*** Block opens ***

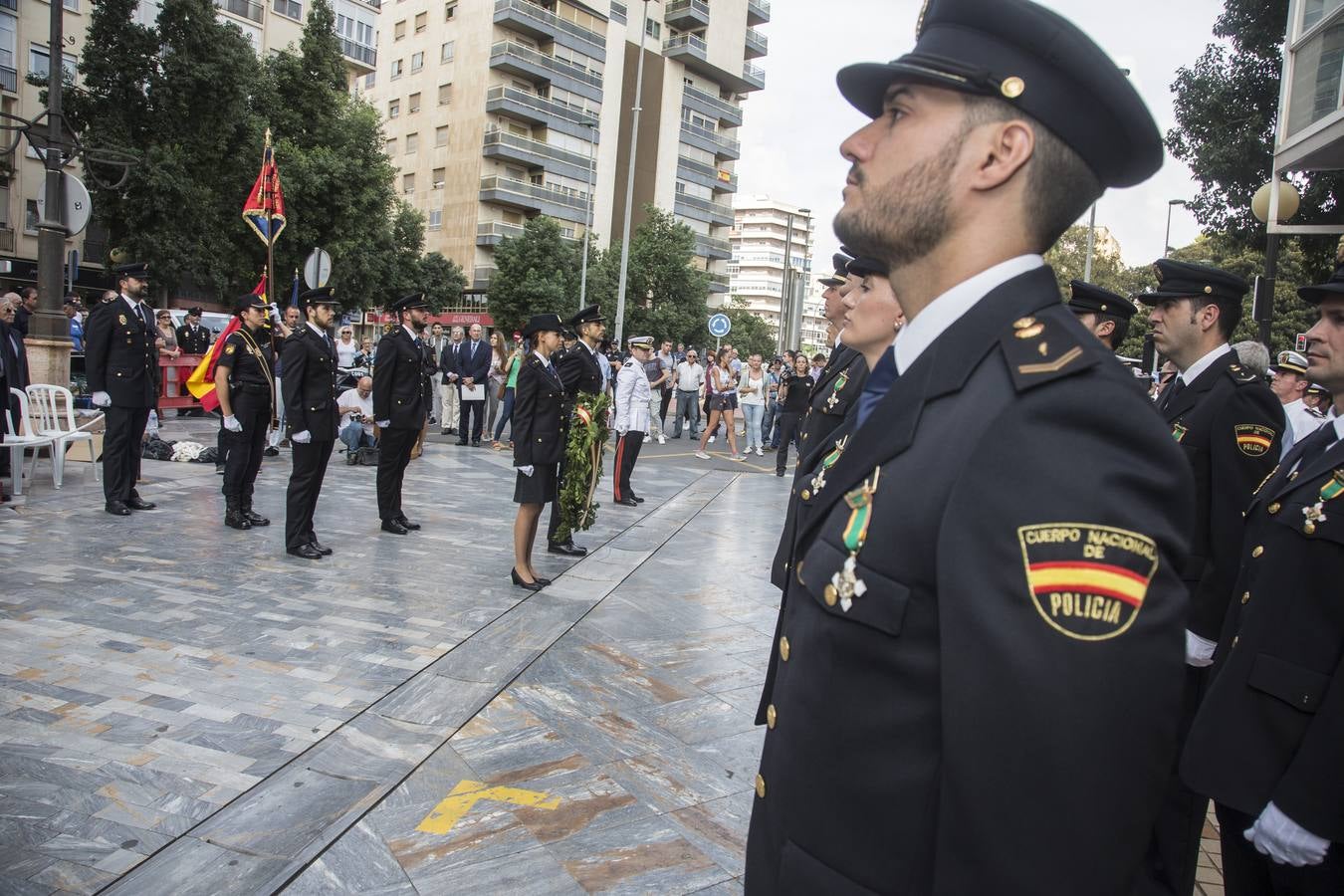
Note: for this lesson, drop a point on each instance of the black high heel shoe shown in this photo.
(530, 585)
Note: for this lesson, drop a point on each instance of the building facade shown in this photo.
(500, 111)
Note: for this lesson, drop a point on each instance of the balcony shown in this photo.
(537, 154)
(698, 172)
(537, 66)
(687, 15)
(757, 45)
(709, 104)
(548, 200)
(710, 141)
(531, 19)
(364, 57)
(245, 8)
(703, 210)
(713, 247)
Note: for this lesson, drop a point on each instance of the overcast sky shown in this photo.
(793, 127)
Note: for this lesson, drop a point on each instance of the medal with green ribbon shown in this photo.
(818, 481)
(835, 389)
(845, 581)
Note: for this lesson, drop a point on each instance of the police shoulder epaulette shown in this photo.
(1040, 348)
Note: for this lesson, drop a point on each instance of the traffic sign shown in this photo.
(78, 204)
(318, 269)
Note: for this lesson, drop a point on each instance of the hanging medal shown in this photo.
(847, 581)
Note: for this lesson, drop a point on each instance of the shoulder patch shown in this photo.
(1039, 349)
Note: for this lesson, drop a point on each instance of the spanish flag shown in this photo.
(202, 380)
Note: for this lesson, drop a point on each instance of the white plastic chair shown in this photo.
(54, 408)
(18, 438)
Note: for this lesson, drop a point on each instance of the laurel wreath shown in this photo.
(582, 464)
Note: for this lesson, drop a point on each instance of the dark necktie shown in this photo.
(879, 381)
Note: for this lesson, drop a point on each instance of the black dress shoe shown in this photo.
(530, 585)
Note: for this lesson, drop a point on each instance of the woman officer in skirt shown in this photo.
(538, 443)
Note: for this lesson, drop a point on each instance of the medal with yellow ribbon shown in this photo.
(845, 581)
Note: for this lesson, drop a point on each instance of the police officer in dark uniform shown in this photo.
(400, 404)
(1229, 425)
(310, 388)
(978, 675)
(246, 389)
(122, 367)
(580, 373)
(1269, 737)
(1102, 312)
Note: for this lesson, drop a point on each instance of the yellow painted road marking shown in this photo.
(468, 792)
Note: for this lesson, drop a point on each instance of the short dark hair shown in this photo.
(1059, 183)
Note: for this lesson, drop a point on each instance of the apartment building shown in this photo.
(24, 30)
(499, 111)
(772, 245)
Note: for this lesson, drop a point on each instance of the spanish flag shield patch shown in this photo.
(1086, 580)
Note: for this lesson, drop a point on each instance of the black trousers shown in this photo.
(473, 411)
(306, 484)
(394, 453)
(787, 426)
(626, 453)
(1246, 872)
(121, 450)
(245, 449)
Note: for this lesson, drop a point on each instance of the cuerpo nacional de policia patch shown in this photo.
(1252, 439)
(1086, 580)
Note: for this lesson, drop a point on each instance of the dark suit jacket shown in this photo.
(119, 354)
(308, 372)
(400, 385)
(1230, 426)
(947, 733)
(538, 400)
(1271, 724)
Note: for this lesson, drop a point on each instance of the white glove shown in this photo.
(1283, 840)
(1199, 652)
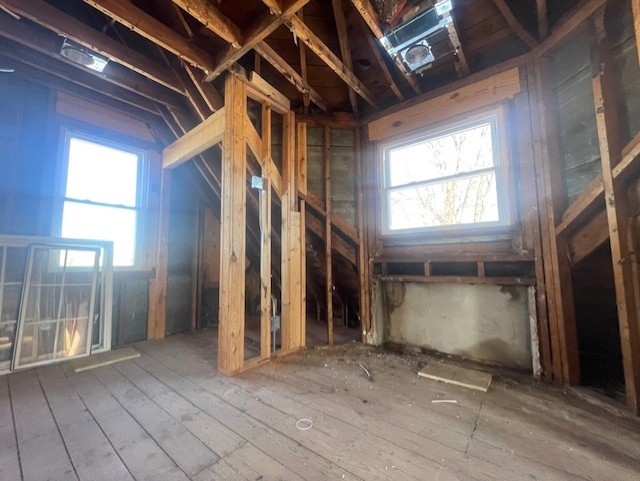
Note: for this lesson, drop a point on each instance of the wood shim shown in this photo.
(480, 94)
(459, 376)
(103, 359)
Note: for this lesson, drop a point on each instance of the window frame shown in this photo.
(142, 186)
(496, 116)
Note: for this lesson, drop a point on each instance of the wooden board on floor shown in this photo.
(103, 359)
(460, 376)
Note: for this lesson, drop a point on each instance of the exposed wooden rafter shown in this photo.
(375, 48)
(263, 27)
(213, 19)
(53, 19)
(513, 22)
(271, 56)
(48, 44)
(543, 19)
(345, 50)
(370, 16)
(460, 59)
(318, 47)
(130, 16)
(303, 67)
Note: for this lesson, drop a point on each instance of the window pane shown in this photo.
(81, 221)
(462, 201)
(460, 152)
(101, 174)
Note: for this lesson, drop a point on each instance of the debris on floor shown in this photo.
(457, 375)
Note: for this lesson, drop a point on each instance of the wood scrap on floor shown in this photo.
(459, 376)
(103, 359)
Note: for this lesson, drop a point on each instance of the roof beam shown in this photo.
(460, 59)
(345, 51)
(303, 68)
(213, 19)
(370, 16)
(265, 25)
(275, 6)
(197, 140)
(51, 18)
(375, 48)
(48, 44)
(280, 64)
(124, 12)
(543, 20)
(318, 47)
(34, 60)
(515, 25)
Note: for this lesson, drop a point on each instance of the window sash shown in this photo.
(141, 188)
(500, 169)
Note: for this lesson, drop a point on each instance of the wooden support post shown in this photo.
(233, 230)
(528, 148)
(292, 243)
(552, 199)
(157, 316)
(327, 238)
(616, 203)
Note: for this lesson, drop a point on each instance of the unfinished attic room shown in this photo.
(307, 240)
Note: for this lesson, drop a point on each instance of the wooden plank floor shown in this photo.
(169, 416)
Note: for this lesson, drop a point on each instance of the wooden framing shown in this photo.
(298, 81)
(370, 16)
(513, 22)
(318, 47)
(261, 29)
(233, 220)
(205, 135)
(345, 50)
(53, 19)
(617, 216)
(480, 94)
(460, 61)
(211, 18)
(144, 24)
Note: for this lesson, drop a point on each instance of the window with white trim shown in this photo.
(452, 178)
(101, 192)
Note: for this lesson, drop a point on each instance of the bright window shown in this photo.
(101, 189)
(454, 177)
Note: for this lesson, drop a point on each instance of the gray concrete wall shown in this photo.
(480, 322)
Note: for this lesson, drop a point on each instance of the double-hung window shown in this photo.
(101, 186)
(448, 179)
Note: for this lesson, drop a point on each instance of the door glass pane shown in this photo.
(56, 319)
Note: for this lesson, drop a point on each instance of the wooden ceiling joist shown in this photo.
(213, 19)
(460, 59)
(281, 65)
(345, 50)
(209, 93)
(515, 25)
(203, 136)
(370, 16)
(318, 47)
(53, 19)
(543, 19)
(130, 16)
(264, 27)
(275, 6)
(48, 44)
(375, 49)
(81, 79)
(288, 72)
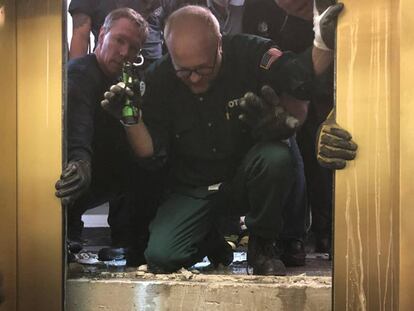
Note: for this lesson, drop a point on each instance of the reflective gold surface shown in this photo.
(406, 252)
(39, 93)
(8, 165)
(375, 188)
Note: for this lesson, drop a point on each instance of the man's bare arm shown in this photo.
(80, 37)
(140, 140)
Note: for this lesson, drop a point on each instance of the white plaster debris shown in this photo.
(298, 281)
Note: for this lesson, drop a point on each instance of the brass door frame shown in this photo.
(8, 158)
(30, 123)
(373, 217)
(373, 230)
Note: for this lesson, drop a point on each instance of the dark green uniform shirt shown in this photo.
(200, 135)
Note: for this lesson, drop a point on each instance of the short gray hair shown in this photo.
(127, 13)
(201, 13)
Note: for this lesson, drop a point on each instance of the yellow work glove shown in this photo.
(334, 145)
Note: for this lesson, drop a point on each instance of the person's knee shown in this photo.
(275, 159)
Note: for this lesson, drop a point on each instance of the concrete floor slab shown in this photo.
(183, 291)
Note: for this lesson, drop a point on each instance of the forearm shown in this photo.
(140, 140)
(321, 60)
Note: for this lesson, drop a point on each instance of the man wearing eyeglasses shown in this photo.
(225, 146)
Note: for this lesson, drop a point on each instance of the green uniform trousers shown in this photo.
(184, 229)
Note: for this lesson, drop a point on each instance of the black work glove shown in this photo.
(334, 145)
(325, 15)
(267, 118)
(114, 102)
(74, 181)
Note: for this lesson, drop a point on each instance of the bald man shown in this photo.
(219, 164)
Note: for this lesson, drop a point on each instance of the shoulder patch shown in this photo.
(270, 57)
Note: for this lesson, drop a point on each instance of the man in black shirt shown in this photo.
(190, 117)
(289, 24)
(101, 166)
(89, 15)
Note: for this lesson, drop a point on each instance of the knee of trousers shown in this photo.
(164, 257)
(274, 159)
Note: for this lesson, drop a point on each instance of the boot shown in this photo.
(262, 257)
(293, 254)
(222, 254)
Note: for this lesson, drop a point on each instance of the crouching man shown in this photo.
(227, 148)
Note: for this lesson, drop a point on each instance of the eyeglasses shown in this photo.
(201, 71)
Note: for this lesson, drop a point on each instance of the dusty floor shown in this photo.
(317, 264)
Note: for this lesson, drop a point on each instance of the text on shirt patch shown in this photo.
(270, 57)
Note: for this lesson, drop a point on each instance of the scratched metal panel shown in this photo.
(406, 229)
(366, 263)
(8, 156)
(39, 93)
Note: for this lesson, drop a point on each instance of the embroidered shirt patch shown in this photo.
(270, 57)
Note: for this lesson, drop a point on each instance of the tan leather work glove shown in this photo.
(334, 145)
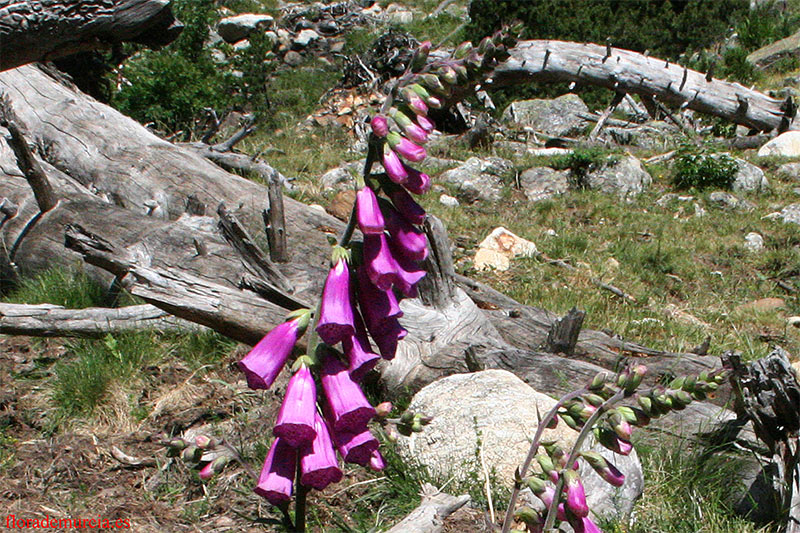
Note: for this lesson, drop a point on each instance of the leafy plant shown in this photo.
(699, 168)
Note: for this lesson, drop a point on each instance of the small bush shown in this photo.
(700, 169)
(582, 161)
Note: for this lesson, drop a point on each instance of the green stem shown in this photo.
(587, 427)
(300, 503)
(543, 423)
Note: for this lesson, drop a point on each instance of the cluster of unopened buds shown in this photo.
(598, 409)
(209, 455)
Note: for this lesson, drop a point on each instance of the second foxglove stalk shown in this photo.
(295, 424)
(349, 409)
(336, 310)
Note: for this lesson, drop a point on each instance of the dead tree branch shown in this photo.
(47, 320)
(634, 73)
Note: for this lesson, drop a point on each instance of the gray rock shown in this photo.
(337, 178)
(655, 135)
(749, 177)
(625, 178)
(305, 37)
(790, 214)
(558, 117)
(478, 179)
(448, 201)
(754, 242)
(540, 183)
(292, 58)
(789, 171)
(727, 200)
(492, 414)
(234, 29)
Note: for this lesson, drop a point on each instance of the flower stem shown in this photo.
(587, 427)
(543, 423)
(300, 503)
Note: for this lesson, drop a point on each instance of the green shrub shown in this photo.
(698, 168)
(667, 28)
(170, 87)
(582, 161)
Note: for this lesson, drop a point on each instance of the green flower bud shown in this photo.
(462, 50)
(598, 381)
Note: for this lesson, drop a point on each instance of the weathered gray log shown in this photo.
(115, 170)
(563, 334)
(37, 179)
(633, 73)
(47, 320)
(430, 515)
(767, 393)
(233, 161)
(240, 239)
(275, 223)
(43, 30)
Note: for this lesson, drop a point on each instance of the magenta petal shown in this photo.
(388, 336)
(393, 166)
(277, 477)
(264, 362)
(368, 213)
(349, 408)
(407, 275)
(295, 422)
(407, 240)
(359, 352)
(425, 123)
(376, 461)
(406, 206)
(583, 524)
(379, 126)
(576, 495)
(381, 266)
(318, 465)
(355, 447)
(415, 133)
(417, 182)
(336, 310)
(409, 150)
(376, 305)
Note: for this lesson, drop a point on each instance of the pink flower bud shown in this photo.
(380, 127)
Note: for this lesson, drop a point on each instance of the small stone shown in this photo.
(499, 247)
(305, 37)
(625, 178)
(241, 46)
(786, 145)
(611, 264)
(698, 210)
(789, 171)
(754, 242)
(541, 183)
(234, 29)
(727, 200)
(749, 177)
(292, 58)
(342, 204)
(448, 201)
(763, 305)
(336, 178)
(486, 259)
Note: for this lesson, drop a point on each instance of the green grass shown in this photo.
(686, 492)
(70, 288)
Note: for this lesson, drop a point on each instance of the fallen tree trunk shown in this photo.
(130, 205)
(629, 72)
(43, 30)
(430, 515)
(47, 320)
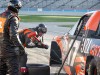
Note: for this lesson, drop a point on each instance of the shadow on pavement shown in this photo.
(56, 74)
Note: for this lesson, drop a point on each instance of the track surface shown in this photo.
(41, 56)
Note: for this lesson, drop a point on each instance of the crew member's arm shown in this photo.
(14, 24)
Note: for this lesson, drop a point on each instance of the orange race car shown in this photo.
(79, 49)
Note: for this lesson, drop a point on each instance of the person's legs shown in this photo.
(3, 67)
(13, 65)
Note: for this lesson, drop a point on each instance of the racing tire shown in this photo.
(55, 54)
(92, 70)
(38, 69)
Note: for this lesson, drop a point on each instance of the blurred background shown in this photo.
(55, 7)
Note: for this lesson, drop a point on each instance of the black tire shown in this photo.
(55, 54)
(92, 68)
(38, 69)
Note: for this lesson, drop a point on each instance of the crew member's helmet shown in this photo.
(41, 28)
(15, 5)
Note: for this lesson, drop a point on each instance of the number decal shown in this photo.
(73, 53)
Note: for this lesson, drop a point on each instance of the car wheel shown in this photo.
(38, 69)
(92, 68)
(55, 54)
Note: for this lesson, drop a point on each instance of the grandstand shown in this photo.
(55, 7)
(57, 4)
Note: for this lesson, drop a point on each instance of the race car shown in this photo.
(81, 45)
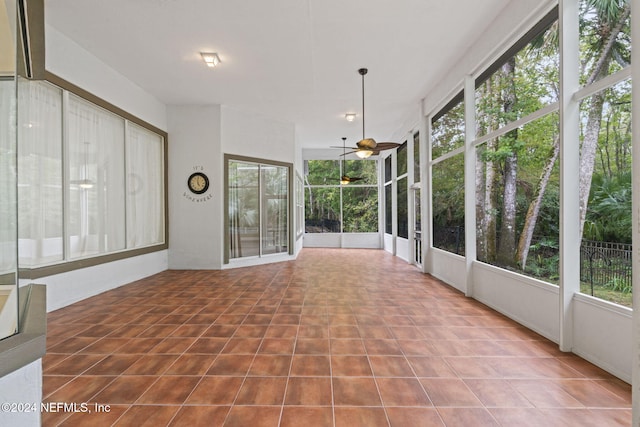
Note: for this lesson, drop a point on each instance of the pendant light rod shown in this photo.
(362, 72)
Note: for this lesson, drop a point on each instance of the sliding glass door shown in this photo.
(258, 208)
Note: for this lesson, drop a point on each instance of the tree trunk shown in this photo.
(481, 239)
(490, 205)
(507, 247)
(594, 118)
(534, 207)
(588, 151)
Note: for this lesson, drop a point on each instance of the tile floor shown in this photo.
(315, 342)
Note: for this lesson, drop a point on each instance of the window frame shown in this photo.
(67, 264)
(291, 233)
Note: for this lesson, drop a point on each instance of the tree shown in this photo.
(604, 21)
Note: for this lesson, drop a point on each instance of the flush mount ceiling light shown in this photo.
(210, 58)
(367, 147)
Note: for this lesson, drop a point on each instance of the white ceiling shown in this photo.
(292, 60)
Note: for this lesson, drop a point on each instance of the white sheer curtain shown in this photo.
(96, 206)
(40, 174)
(145, 189)
(7, 176)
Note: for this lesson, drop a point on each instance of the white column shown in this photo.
(569, 170)
(635, 81)
(425, 193)
(469, 181)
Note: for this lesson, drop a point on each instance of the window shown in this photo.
(447, 182)
(402, 183)
(517, 184)
(416, 158)
(605, 151)
(258, 206)
(96, 180)
(334, 208)
(299, 206)
(388, 196)
(40, 175)
(97, 192)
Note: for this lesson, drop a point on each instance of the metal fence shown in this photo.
(606, 264)
(602, 264)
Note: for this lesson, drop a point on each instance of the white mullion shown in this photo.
(603, 83)
(66, 176)
(516, 124)
(425, 193)
(569, 170)
(469, 182)
(635, 132)
(126, 184)
(449, 155)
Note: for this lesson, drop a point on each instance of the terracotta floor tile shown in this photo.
(418, 417)
(312, 346)
(402, 392)
(545, 394)
(173, 345)
(211, 416)
(138, 345)
(347, 346)
(361, 417)
(114, 364)
(270, 366)
(277, 346)
(348, 391)
(436, 367)
(191, 364)
(262, 391)
(73, 364)
(51, 383)
(382, 347)
(125, 389)
(449, 392)
(254, 416)
(309, 391)
(153, 364)
(525, 417)
(80, 389)
(108, 416)
(494, 393)
(311, 366)
(352, 366)
(463, 417)
(390, 366)
(147, 415)
(314, 342)
(307, 416)
(169, 390)
(215, 391)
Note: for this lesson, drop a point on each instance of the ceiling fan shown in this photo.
(367, 147)
(346, 179)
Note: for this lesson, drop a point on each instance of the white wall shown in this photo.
(66, 59)
(602, 331)
(73, 286)
(199, 136)
(24, 387)
(604, 334)
(195, 221)
(448, 267)
(248, 134)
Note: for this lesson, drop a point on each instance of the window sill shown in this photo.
(29, 344)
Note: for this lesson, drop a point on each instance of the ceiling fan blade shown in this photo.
(386, 145)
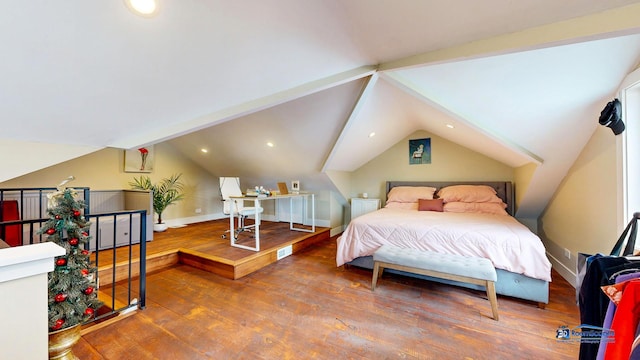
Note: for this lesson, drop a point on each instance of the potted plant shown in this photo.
(167, 192)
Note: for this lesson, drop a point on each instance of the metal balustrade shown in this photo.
(112, 235)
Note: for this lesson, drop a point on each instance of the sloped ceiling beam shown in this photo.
(366, 91)
(615, 22)
(243, 109)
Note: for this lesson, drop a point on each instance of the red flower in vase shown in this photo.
(144, 153)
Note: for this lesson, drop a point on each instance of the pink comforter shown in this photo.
(502, 239)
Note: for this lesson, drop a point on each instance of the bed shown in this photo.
(489, 230)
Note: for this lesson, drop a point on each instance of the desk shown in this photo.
(257, 200)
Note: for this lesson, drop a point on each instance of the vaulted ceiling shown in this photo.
(521, 81)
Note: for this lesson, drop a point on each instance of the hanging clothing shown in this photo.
(593, 302)
(625, 322)
(611, 311)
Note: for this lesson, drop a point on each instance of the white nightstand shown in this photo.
(360, 206)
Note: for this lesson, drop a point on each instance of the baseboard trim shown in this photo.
(563, 270)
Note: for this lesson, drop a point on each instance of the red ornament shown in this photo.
(58, 324)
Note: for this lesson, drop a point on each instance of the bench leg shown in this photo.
(377, 272)
(491, 294)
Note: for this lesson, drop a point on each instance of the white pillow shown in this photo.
(410, 193)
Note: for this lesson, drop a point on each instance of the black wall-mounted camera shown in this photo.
(611, 116)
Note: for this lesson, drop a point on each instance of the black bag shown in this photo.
(584, 259)
(598, 271)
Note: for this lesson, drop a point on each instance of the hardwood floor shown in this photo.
(303, 306)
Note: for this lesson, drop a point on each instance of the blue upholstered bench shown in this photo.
(479, 271)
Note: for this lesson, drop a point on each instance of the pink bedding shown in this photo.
(510, 245)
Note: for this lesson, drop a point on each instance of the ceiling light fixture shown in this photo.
(146, 8)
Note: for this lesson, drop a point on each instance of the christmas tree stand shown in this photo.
(61, 343)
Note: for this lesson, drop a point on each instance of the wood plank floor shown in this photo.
(305, 307)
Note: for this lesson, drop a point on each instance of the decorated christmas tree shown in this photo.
(72, 284)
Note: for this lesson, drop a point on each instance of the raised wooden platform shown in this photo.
(201, 245)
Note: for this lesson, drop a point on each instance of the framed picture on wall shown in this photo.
(420, 151)
(139, 160)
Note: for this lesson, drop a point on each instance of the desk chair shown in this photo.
(230, 186)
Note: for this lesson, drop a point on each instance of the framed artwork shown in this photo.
(420, 151)
(139, 160)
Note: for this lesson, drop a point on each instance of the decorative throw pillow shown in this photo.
(483, 208)
(469, 193)
(430, 205)
(410, 193)
(405, 206)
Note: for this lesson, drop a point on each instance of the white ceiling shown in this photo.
(522, 81)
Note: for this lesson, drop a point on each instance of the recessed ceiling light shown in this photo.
(145, 8)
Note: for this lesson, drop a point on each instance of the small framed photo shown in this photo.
(139, 160)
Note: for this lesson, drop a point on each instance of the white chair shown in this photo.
(229, 188)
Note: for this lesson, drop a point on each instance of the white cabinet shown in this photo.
(360, 206)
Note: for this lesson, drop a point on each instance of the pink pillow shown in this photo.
(410, 193)
(483, 208)
(430, 205)
(469, 193)
(406, 206)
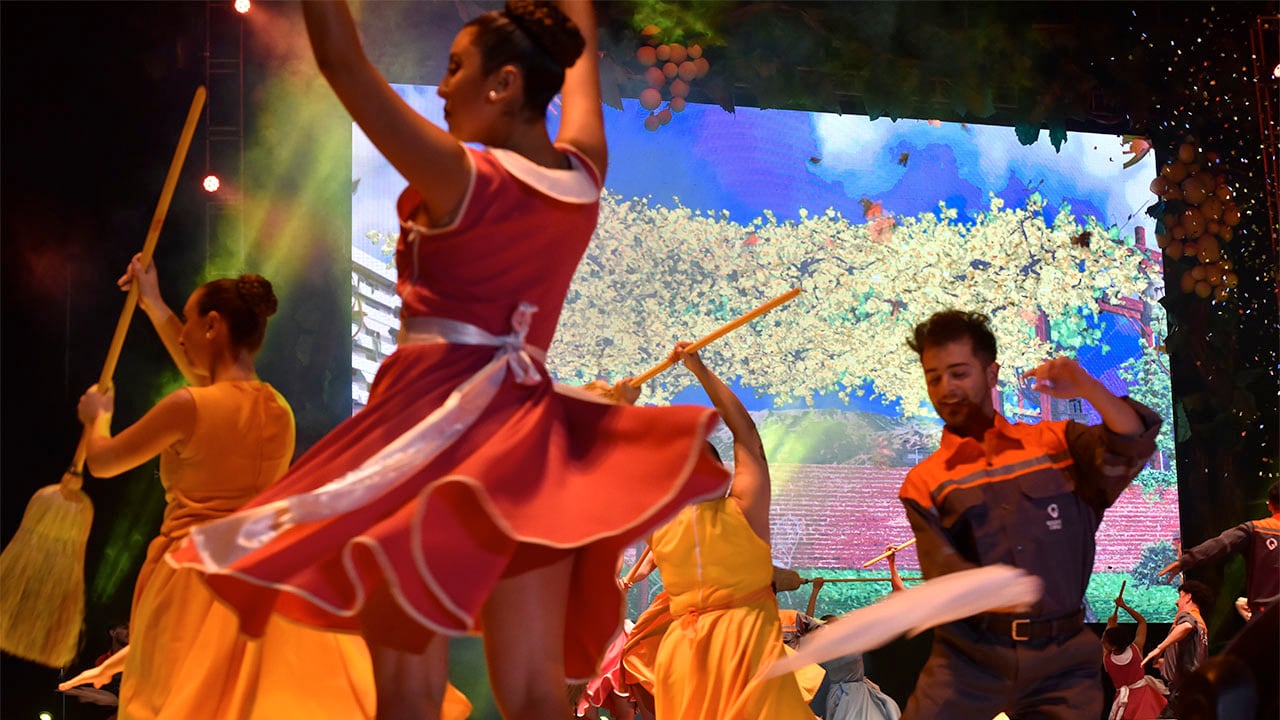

*** Block closes ***

* **Goal of the exercise**: Only the lines from the one containing "photo shown in this photo." through the last line of the records above should be repeated, exactly and without pictures.

* **Expected output**:
Note: for this lesson, drop a point on each instance of the small framed photo shown in this photo.
(139, 160)
Note: for this lesson, drop a point on each instance of the white chair shown in this photo.
(229, 188)
Note: for this lesson, drop a point on each instance of the white cabinet shown in this photo.
(360, 206)
Note: for this lesson, drop a point on each instance of the pink pillow shown in this photo.
(410, 193)
(483, 208)
(430, 205)
(469, 193)
(406, 206)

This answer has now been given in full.